Point annotation dataset records
-----

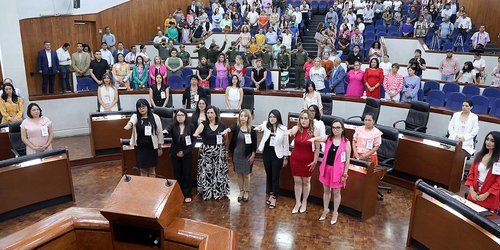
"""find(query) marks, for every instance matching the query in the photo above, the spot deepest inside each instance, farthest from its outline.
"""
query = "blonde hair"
(310, 129)
(249, 121)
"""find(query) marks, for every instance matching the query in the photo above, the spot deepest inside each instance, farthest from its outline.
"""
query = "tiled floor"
(258, 227)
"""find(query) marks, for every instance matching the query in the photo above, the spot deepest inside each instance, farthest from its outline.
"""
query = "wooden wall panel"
(485, 12)
(132, 22)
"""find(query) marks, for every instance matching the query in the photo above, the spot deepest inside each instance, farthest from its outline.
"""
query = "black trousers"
(272, 165)
(182, 172)
(48, 83)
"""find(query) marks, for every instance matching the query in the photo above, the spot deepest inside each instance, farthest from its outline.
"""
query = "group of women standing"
(369, 83)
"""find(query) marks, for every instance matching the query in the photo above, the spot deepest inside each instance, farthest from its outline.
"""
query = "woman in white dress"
(107, 95)
(312, 97)
(234, 94)
(464, 126)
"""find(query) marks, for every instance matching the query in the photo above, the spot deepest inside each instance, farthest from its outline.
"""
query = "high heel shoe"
(296, 208)
(335, 216)
(303, 208)
(324, 214)
(272, 203)
(240, 197)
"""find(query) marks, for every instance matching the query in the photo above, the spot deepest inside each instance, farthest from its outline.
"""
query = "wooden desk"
(5, 153)
(105, 133)
(359, 196)
(420, 158)
(437, 226)
(430, 161)
(35, 184)
(86, 228)
(164, 167)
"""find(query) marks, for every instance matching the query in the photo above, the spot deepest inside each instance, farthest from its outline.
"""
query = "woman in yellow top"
(11, 106)
(121, 72)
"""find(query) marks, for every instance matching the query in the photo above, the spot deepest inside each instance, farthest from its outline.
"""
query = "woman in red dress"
(484, 185)
(374, 76)
(303, 159)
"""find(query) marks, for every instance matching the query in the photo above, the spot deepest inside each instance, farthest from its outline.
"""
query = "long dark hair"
(343, 129)
(496, 152)
(216, 111)
(279, 121)
(317, 114)
(151, 119)
(4, 93)
(196, 114)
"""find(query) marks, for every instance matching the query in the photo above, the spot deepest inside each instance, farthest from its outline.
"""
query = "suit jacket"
(82, 64)
(115, 54)
(43, 64)
(338, 80)
(282, 146)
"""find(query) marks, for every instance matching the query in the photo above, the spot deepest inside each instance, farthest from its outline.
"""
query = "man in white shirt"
(159, 36)
(446, 12)
(464, 25)
(64, 63)
(397, 4)
(253, 17)
(106, 54)
(130, 57)
(351, 17)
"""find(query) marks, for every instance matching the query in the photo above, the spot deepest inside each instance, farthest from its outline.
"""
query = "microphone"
(127, 177)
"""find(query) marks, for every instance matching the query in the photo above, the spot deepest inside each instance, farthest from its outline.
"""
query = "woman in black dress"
(159, 93)
(147, 137)
(242, 149)
(213, 172)
(258, 76)
(181, 152)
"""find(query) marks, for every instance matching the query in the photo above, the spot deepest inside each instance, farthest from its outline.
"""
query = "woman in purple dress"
(355, 86)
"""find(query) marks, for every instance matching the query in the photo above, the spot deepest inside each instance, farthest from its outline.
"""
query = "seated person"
(464, 126)
(484, 186)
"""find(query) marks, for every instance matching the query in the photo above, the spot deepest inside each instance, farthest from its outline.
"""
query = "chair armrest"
(16, 154)
(418, 128)
(357, 116)
(394, 125)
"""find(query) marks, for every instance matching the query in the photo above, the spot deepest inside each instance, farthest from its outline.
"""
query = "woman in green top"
(174, 64)
(140, 73)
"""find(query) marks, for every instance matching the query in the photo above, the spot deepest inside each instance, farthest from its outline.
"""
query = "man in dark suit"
(48, 66)
(193, 7)
(120, 49)
(338, 81)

-----

▸ WHAT IS ASKED
Skip the pictures and transcribe the rest of the records exactly.

▸ WRITTEN ANSWER
"""find(query) marks, for every instance matching the query in the photo above, the spot deepest inside each instance, farthest from its outline.
"""
query = "blonde hair"
(310, 129)
(249, 121)
"""find(query) marks, for every instance matching the query in the photo above, the spot deepest inside each instance, farthest from its outline.
"""
query = "tiled floor"
(258, 227)
"""find(query) marks, for every instance matching the query in the photo above, the spot deepest inside each instance, farthest from its outline.
"""
query = "wooden wall panel"
(485, 12)
(132, 22)
"""find(query) marks, for every instance matching the query in the photo above, the spot deepest inside each instance, farthest from its outline.
"""
query = "black trousers"
(272, 165)
(182, 172)
(48, 83)
"""find(query) marks, for every instance matching the query in the photo above, the spot deepest inside each instance, farthest from its outline.
"""
query = "group of women standing"
(369, 83)
"""find(query) marks, for every instance matching the query in the photo above, the spot deepest inside each instance, farthest from its outline.
"""
query = "woman in white dress"
(107, 95)
(312, 97)
(234, 94)
(464, 126)
"""find(query) marks, for every instance matching the query in the photo above, the spot deepest inside each instance, farthest from its outline.
"""
query = "high heel shoe"
(296, 208)
(335, 216)
(303, 208)
(324, 214)
(272, 203)
(240, 197)
"""find(query) marks, for every instance matching the query in the photo above, the spot deepest inside each instance, farthest from its outline.
"""
query = "wooden desk"
(5, 153)
(105, 133)
(359, 196)
(420, 158)
(437, 226)
(430, 161)
(35, 184)
(86, 228)
(164, 167)
"""find(query) marks, for every instance matching the query in the photo above, the spot deepest inside each instance, farthest from its outline.
"""
query = "woman in yellow top"
(11, 106)
(121, 72)
"""find(query) marks, for every instance matching the query in the photo above, the spot deepest inside each instance, farthest from its outline.
"""
query = "woman in red dress"
(484, 185)
(374, 76)
(303, 159)
"""find(query) marks, for every instance matching the query in the photo above, the spot deepest inside each instance, farthest from its outline.
"""
query = "long dark hair"
(343, 129)
(496, 152)
(216, 111)
(279, 121)
(317, 114)
(151, 119)
(4, 93)
(196, 114)
"""find(query) marks, for every instance matching the query in the photo above, the spot deepest inside each instance, farthest from its outline.
"""
query = "suit jacket"
(82, 64)
(115, 54)
(43, 64)
(338, 80)
(282, 146)
"""find(query) marks, for every instance matching the query in the photo above, the spot deepest inside each instance, farthest from its outline.
"""
query = "man in white shirt"
(159, 36)
(446, 12)
(464, 25)
(64, 63)
(397, 4)
(253, 17)
(106, 54)
(130, 57)
(351, 17)
"""find(query) marks, for every instance matching the query in the photo above, the spot deepest inside each instance, farthest from its outline.
"""
query = "microphone"
(127, 177)
"""find(query) marks, for every instance matching the query in the photo above, the spot deepest inside each instance, farthest from its outline.
"""
query = "woman in black dress"
(159, 93)
(147, 137)
(242, 149)
(213, 172)
(258, 76)
(181, 152)
"""find(query) marks, for every instance matching the query in the photo above, the spot deepest inside each instance, farthest from its outline.
"""
query = "woman in purple dress"
(355, 86)
"""find(query) marks, for every instance matching the query in the photo above, the spot deepest inside each instance, farthest from its outline.
"""
query = "seated person"
(464, 126)
(484, 186)
"""find(query) marks, for every instance matching the query in the photo above, the spot deepest inside each instance, farthest from its outline.
"""
query = "chair armrest"
(16, 154)
(418, 128)
(357, 116)
(394, 125)
"""find(query) marks, for every instance matching the query in the photo above, the spot deepest inside each instance, farthest from its outline.
"""
query = "woman in green top"
(174, 64)
(140, 73)
"""find(query) marks, for every instance matching the query in the photo above, the spot deepest inside each instance, farthest from its outline.
"""
query = "man in dark suit"
(48, 66)
(193, 7)
(120, 49)
(338, 81)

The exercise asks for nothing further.